» **REQUIRED ACTION**: Your reply should hold the line containing "Inside and outside" and every later line of the records, reproduced exactly, and no other lines.

» **INFORMATION SHOWN**:
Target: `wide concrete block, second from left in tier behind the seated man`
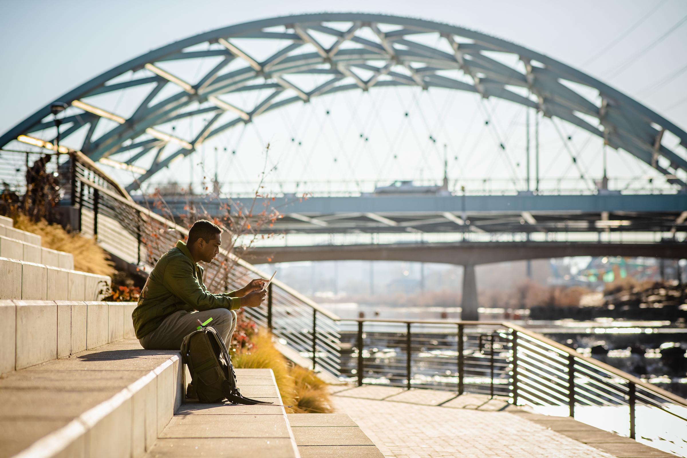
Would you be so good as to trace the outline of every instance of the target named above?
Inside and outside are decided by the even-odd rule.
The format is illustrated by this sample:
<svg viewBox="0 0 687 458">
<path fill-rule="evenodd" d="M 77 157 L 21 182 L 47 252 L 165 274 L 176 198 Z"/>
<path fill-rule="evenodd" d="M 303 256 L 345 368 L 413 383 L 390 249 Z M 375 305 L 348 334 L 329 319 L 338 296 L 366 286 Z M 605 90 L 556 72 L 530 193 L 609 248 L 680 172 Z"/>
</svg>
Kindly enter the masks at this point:
<svg viewBox="0 0 687 458">
<path fill-rule="evenodd" d="M 57 358 L 57 304 L 14 301 L 16 306 L 16 369 Z"/>
</svg>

» **TASK SOLUTION**:
Inside and outside are decided by the even-odd rule.
The format is illustrated by this sample:
<svg viewBox="0 0 687 458">
<path fill-rule="evenodd" d="M 77 157 L 21 182 L 47 252 L 165 274 L 176 198 Z"/>
<path fill-rule="evenodd" d="M 303 256 L 345 368 L 413 383 L 390 249 Z M 375 305 L 348 334 L 329 319 L 338 296 L 366 286 Z M 605 90 L 556 72 L 530 193 L 609 248 L 680 172 Z"/>
</svg>
Kindly enter the masks at this point:
<svg viewBox="0 0 687 458">
<path fill-rule="evenodd" d="M 57 358 L 57 304 L 14 301 L 16 306 L 16 369 Z"/>
</svg>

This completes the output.